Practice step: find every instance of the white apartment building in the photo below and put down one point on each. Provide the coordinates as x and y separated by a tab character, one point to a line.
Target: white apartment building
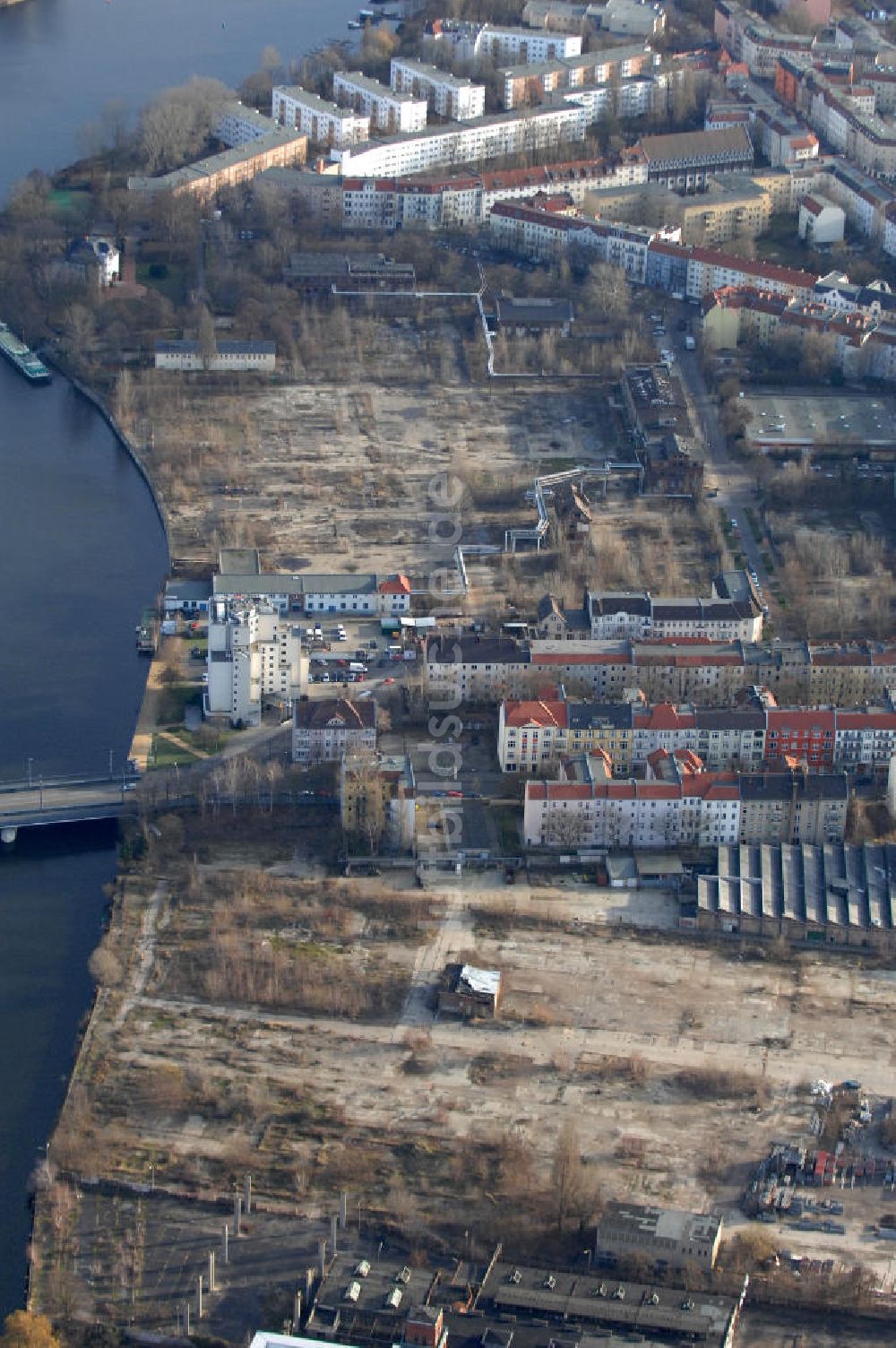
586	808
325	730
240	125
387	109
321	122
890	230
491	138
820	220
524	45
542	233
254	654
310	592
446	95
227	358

...

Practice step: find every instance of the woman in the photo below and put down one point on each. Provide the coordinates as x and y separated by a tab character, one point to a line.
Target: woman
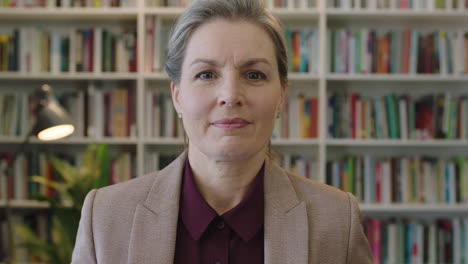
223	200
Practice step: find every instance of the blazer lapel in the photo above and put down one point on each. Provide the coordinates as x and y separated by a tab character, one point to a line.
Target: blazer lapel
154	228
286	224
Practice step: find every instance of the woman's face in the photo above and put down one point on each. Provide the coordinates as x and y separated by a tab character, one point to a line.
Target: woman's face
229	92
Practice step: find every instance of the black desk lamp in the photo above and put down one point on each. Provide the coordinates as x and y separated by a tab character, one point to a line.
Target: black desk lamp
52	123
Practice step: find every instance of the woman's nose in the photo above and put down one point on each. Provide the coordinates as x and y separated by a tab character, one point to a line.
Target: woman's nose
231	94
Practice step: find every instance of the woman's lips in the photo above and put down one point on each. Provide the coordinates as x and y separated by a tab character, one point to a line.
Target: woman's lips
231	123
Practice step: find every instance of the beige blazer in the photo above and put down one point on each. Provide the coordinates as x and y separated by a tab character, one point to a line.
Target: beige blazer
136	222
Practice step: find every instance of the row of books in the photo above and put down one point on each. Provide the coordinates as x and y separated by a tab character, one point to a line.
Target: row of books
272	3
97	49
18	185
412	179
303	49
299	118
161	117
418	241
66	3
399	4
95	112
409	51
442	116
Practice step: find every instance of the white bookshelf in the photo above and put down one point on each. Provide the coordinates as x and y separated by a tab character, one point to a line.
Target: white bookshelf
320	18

**WHAT THE TASK ASKS**
Search the material above for lines containing the string "below", then pull them out.

**ANSWER AREA**
Practice step: find every instance of the white apartment building in the photo below and put down one point on each. Provide the coordinates as x and y separated by a tab character, one point to a line.
Practice step: find every instance of the woman in the photo below and put down one point on each. Provide the coordinates as x and y separated by a tab character, one point to a line.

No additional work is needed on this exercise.